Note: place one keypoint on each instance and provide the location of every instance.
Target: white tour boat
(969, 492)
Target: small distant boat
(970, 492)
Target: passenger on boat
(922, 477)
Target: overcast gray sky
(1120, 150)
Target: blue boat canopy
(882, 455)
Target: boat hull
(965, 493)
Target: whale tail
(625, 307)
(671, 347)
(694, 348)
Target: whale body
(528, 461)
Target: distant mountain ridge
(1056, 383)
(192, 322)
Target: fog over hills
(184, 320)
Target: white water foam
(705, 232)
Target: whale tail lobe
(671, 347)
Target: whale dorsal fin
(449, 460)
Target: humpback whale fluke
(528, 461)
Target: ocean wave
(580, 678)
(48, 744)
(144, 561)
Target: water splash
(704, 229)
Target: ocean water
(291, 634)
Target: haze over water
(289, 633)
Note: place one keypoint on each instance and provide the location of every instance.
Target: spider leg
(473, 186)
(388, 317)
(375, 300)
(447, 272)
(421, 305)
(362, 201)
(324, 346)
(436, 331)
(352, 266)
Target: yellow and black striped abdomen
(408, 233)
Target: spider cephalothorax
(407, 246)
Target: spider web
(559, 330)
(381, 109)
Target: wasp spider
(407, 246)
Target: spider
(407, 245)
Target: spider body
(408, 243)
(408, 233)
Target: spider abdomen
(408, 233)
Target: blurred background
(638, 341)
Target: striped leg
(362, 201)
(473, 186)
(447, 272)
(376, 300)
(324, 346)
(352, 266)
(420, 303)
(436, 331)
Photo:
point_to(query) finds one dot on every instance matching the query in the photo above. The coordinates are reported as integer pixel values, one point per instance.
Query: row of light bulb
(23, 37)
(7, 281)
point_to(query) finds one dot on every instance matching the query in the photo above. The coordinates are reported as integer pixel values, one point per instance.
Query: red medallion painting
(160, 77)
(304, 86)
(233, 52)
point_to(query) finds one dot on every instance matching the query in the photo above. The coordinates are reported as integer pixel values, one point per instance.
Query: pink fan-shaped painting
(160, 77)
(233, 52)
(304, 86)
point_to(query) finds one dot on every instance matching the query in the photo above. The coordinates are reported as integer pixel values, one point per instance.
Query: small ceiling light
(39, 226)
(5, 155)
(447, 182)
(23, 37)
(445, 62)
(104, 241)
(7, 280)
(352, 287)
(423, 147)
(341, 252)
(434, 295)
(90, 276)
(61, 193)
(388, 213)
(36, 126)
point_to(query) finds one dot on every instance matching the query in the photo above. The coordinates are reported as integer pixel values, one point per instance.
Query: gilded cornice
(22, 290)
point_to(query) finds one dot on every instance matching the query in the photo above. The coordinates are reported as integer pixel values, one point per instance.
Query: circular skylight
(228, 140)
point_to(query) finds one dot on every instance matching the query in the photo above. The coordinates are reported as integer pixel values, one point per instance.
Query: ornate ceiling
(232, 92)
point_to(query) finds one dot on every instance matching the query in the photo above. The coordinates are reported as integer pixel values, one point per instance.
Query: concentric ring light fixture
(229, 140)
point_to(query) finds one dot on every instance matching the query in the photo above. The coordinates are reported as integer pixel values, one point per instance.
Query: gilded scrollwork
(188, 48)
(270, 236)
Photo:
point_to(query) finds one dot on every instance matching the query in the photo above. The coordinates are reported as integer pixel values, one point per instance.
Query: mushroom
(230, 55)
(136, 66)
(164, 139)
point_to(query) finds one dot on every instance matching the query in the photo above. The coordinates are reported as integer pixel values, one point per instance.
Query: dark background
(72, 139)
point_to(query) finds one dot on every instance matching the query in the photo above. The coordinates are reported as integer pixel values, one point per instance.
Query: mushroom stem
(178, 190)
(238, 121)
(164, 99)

****************

Task requirements
Tally the lines in the items above that contain the word "background". Reply with only that number.

Result for this exercise
2